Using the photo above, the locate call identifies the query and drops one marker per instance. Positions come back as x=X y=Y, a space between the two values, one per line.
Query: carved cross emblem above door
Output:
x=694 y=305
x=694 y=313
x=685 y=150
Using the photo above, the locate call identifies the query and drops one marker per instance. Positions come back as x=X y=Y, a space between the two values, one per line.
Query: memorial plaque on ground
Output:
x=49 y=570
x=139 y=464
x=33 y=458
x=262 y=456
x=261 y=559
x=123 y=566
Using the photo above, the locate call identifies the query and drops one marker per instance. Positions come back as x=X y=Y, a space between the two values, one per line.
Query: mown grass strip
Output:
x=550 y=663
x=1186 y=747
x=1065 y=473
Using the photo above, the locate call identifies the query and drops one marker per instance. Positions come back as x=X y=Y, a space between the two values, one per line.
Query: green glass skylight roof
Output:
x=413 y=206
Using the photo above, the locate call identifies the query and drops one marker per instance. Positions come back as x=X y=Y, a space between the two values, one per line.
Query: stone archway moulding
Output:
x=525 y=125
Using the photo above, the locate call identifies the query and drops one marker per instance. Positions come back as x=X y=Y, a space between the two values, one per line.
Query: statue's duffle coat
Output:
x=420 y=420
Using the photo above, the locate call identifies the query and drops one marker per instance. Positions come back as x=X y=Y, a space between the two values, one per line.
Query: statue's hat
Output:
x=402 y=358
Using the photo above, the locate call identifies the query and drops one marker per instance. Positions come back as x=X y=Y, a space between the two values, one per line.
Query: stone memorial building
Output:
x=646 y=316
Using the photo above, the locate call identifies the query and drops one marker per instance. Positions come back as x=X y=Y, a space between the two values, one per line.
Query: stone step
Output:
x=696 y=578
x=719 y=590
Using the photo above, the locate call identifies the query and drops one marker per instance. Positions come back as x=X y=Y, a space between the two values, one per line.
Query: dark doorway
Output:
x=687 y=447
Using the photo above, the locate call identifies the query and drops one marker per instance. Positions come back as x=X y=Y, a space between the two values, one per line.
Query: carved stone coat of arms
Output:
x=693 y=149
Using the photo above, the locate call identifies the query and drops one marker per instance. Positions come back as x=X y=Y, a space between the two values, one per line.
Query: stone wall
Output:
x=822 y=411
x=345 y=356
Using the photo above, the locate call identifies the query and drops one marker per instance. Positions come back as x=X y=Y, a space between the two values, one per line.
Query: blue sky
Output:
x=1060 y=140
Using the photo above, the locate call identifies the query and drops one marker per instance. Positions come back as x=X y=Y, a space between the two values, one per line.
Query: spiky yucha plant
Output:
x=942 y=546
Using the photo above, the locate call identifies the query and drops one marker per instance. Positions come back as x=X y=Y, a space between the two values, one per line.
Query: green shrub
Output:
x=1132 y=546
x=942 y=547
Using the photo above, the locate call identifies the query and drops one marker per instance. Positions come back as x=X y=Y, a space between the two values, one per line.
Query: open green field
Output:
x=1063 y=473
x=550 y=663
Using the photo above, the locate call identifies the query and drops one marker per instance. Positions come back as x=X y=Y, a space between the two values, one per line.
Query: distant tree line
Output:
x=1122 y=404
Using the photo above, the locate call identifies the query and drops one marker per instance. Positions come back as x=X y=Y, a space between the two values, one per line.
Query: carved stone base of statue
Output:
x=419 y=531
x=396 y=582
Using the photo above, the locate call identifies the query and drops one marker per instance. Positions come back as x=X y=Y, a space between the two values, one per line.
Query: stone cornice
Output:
───
### Stated problem
Copy all the records above precisely.

### Solution for this problem
Using the photo above, the locate call identifies the query and drops one marker per instance. Positions come back as x=X y=Y, a space between the two values, one per line.
Query: carved cross emblem above door
Output:
x=694 y=305
x=694 y=313
x=685 y=150
Using the photo above, the locate call identifies the query and drops one marker per instance. Positions come back as x=X y=Y, a space between the two values, one per line.
Query: memorial plaque on ground
Output:
x=49 y=570
x=139 y=464
x=33 y=458
x=262 y=456
x=261 y=559
x=123 y=566
Using the photo above, the locate call identifies the query and drops one marker per instance. Positions come back as x=X y=Y, a space between the two values, one per line.
Query: mown grass strip
Output:
x=550 y=663
x=1186 y=747
x=1065 y=473
Using the photo above, the locate call identifies the query and drops one marker per instance. Positions come back as x=X y=Y, a space between the two values, one per line.
Query: green glass skylight roof
Output:
x=413 y=206
Using the photo above, the locate call identifies the query and drops one marker per instance. Positions come back as x=X y=Y, a space between the two values, one per line.
Query: stone archway moulding
Output:
x=525 y=125
Using the photo above, the locate call identifies the query and drops one marker per instance. Positions come back as x=X y=Y, a space between the two values, one per line.
Query: statue's duffle coat
Output:
x=420 y=420
Using the photo above, the locate call identifies the query and drops one marker per instance. Positions come back as x=X y=Y, a space between the two values, one per line.
Query: statue's hat
Output:
x=402 y=358
Using the photo above, the locate call identifies the query and drops one marker per instance. Positions come back as x=X y=Y, a space between the two values, one per line.
Query: stone memorial building
Output:
x=646 y=316
Using the photo above, the locate call identifies the query and drops one marker per instance. Positions come back as x=X y=Y, a space between the two values, one per line.
Query: stone step
Output:
x=696 y=578
x=719 y=590
Using the photo above, the locate call identifies the query and drops one marker per instance. Positions come back as x=X y=Y, a space between the two values, one per line.
Query: dark doorway
Output:
x=687 y=447
Using the photo above, the locate call identifies the query and drops one marker per instance. Positions come back as x=X y=Y, a space between the two values, one per line.
Query: carved stone coat of arms
Output:
x=693 y=149
Using the photo above, the locate call identifies the query and drops one marker per instance. Positions come back as x=X y=Y, a space between the two values, one per line.
Query: stone wall
Output:
x=822 y=411
x=345 y=356
Using the photo above, the locate call identifies the query and drops one marker per instance. Positions come back as x=X y=Y, a space between the two values, one per line.
Query: blue sky
Output:
x=1060 y=140
Using the photo above, the locate call identifies the query and drops one marker per instance. Positions come back as x=X y=Y, a space between the two values, one per line.
Query: spiky yucha plant
Output:
x=942 y=546
Using the photo above, the locate call identifies the query and drops one marker per instance. Positions come back as x=X y=Y, a space between the two values, one per line.
Query: green shrub
Output:
x=1132 y=546
x=942 y=547
Using the photo above, the locate call identifies the query and drops one marker per instance. Positions come back as x=X y=Y, a space between the two values, one per line.
Query: open green field
Output:
x=1063 y=473
x=550 y=663
Using the photo above, the locate call identifies the query and drops one marker per instance. Positions come back as x=X y=Y, a space between the two values, one per line.
Query: distant tree line
Output:
x=1122 y=404
Using the photo above, the locate call identifies the query and drops one marker per instance. Positions come back as x=X y=Y, a space between the two values, one per line.
Query: carved stone base of statue
Output:
x=419 y=531
x=396 y=582
Using the photo above, the locate call identifies the query and drops one marker per instance. Positions come back as x=X y=Y, a space between the two values, one per line.
Query: stone cornice
Output:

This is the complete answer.